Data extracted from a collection
****************
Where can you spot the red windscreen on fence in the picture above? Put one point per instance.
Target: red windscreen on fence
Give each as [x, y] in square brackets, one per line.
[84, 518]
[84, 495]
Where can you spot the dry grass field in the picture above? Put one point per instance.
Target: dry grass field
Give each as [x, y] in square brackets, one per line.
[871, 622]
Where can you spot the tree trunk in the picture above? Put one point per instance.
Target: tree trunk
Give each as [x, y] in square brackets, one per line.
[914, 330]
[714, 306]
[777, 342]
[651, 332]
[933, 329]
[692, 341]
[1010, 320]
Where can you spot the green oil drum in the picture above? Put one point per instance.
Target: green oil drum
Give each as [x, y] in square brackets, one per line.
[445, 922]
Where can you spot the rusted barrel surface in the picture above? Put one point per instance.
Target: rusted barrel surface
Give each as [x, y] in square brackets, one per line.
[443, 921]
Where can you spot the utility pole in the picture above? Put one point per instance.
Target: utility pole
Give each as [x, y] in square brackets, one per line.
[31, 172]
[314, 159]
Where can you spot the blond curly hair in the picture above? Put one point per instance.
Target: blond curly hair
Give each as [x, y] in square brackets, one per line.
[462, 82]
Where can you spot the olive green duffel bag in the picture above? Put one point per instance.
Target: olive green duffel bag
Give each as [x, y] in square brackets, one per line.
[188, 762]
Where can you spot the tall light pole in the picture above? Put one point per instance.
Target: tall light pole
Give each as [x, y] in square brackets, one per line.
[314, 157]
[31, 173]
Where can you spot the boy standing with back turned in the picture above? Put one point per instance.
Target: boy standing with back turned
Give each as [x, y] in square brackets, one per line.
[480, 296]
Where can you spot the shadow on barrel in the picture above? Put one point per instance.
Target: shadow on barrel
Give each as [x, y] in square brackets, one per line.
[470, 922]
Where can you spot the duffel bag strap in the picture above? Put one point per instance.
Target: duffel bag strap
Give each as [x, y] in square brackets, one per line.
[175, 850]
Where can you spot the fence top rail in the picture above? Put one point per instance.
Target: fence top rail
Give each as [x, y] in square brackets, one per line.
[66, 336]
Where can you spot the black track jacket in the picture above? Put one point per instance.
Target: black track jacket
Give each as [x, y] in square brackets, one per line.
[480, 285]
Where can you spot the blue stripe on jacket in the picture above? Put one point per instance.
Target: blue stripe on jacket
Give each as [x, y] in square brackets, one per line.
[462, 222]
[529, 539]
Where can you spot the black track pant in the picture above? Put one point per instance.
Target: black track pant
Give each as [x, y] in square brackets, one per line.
****************
Tally the lines of the records holding the word "grass", then give only the resulting number.

▶ **RESULT**:
2